Prompt – In the rows below, substitute "scene survey" for every occurrence of "wildlife tally" and give them again with nothing else changed.

Entries shown –
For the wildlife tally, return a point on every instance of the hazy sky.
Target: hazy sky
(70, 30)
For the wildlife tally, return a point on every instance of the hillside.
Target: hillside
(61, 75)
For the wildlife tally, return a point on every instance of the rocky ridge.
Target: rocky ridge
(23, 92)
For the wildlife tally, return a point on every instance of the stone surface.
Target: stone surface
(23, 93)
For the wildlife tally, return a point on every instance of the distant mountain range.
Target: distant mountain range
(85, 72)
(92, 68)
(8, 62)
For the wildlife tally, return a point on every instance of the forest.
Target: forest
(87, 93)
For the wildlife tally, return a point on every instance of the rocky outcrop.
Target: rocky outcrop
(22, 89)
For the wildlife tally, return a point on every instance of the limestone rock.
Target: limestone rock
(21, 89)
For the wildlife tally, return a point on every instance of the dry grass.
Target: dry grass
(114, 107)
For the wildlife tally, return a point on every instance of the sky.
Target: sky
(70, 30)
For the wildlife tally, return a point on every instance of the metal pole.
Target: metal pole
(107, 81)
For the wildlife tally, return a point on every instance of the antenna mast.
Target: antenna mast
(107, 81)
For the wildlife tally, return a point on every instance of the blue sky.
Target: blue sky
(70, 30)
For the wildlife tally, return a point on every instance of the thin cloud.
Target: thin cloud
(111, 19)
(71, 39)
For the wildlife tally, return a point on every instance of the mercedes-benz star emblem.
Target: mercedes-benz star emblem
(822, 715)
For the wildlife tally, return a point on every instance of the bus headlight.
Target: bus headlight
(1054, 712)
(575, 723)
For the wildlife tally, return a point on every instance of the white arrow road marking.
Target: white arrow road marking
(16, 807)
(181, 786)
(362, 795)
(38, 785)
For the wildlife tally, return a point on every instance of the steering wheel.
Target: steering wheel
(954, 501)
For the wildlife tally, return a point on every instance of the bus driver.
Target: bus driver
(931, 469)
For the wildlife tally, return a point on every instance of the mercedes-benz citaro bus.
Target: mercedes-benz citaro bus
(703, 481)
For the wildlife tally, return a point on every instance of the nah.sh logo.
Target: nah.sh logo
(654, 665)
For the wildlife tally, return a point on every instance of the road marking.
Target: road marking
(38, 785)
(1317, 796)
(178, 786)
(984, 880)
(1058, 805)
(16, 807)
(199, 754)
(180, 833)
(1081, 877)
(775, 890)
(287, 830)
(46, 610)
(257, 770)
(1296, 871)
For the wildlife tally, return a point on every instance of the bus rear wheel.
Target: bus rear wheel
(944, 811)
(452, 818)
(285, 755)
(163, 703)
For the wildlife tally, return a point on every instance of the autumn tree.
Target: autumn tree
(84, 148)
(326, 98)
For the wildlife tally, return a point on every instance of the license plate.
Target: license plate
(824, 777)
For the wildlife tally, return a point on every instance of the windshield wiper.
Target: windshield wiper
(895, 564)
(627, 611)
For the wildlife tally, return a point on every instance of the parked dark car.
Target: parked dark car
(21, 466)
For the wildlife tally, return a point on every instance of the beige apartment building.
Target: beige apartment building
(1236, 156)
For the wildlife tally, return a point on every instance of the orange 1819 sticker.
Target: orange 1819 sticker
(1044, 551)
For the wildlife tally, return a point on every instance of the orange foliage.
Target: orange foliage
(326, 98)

Correct response –
For the scene survey, return a point on every instance of the hazy sky.
Target: hazy sky
(70, 30)
For the scene survey, return a point on every instance of the hillside.
Target: hillside
(61, 75)
For the scene survey, return a point on every instance of the rocky ridge.
Target: rocky ridge
(23, 92)
For the scene survey, return a point on every instance of the stone surface.
Target: stone surface
(23, 93)
For the scene survey, return a point on every instance of the distant mountain range.
Target: distant mountain range
(85, 72)
(92, 68)
(8, 62)
For the scene survey, return a point on every instance of the forest.
Target: forest
(87, 93)
For the scene survey, return a point on every instance of the rocky outcrop.
Target: rocky outcrop
(22, 89)
For the scene survey, return a point on every instance of the limestone rock.
Target: limestone rock
(21, 89)
For the scene survey, return a point on every instance of the dry grass.
Target: dry grass
(114, 107)
For the scene survey, return a point on every instance of the sky.
Target: sky
(70, 30)
For the scene survey, return a point on every instance of the metal pole.
Target: metal pole
(107, 81)
For the scene survey, return a point on every instance of the antenna mast.
Target: antenna mast
(107, 81)
For the scene survey, return a point on every instance of the blue sky.
Target: blue sky
(70, 30)
For the scene survey, return a point on every instance of the thin cloud.
Target: thin cloud
(111, 19)
(71, 39)
For the scene survey, return a point on every instance of the mercedes-benz star emblem.
Target: mercedes-benz star emblem
(822, 715)
For the scene survey, return a point on every instance of the bus headlight.
Target: bus headlight
(1054, 712)
(575, 723)
For the scene survey, return a point on every instance of the white arrow road marking.
Target: white arrow road marking
(16, 807)
(181, 786)
(362, 795)
(38, 785)
For the scene survey, return a point on every instance of the steering wheel.
Target: steering wheel
(954, 501)
For the scene survey, return a point on every instance of the bus driver.
Target: bus driver
(931, 469)
For the scene survey, return a point on every instance of the mercedes-benz citaro bus.
Target: mercedes-benz citaro bus
(703, 481)
For the scene survey, return a point on every instance of the nah.sh logo.
Target: nah.sh logo
(654, 665)
For the scene survey, return a point on every instance of the road marking.
Target: road marking
(38, 785)
(1317, 796)
(178, 786)
(984, 880)
(1058, 805)
(16, 807)
(199, 754)
(180, 833)
(1081, 877)
(775, 890)
(287, 830)
(46, 610)
(257, 770)
(1296, 871)
For the scene survey, return a point on every instance of the bus rear wheel.
Target: bus rear wheel
(944, 811)
(452, 818)
(285, 755)
(163, 703)
For the scene survey, return a point on every instance of the autumn tree.
Target: autumn tree
(84, 148)
(326, 98)
For the scene survey, return a point on every instance of the license plate.
Target: license plate
(824, 777)
For the scene survey, return a point on every instance of the windshield wiper.
Target: windshield wiper
(895, 564)
(627, 611)
For the scene survey, return a point on every instance of the parked dark car.
Target: parked dark car
(21, 466)
For the scene survey, return a point on every instance of the beige apartment building.
Target: beige apartment building
(1236, 156)
For the scene survey, return a point on every instance of the orange 1819 sticker.
Target: orange 1819 sticker
(1044, 551)
For the scene survey, return a point on every instance of the orange foliage.
Target: orange foliage
(326, 98)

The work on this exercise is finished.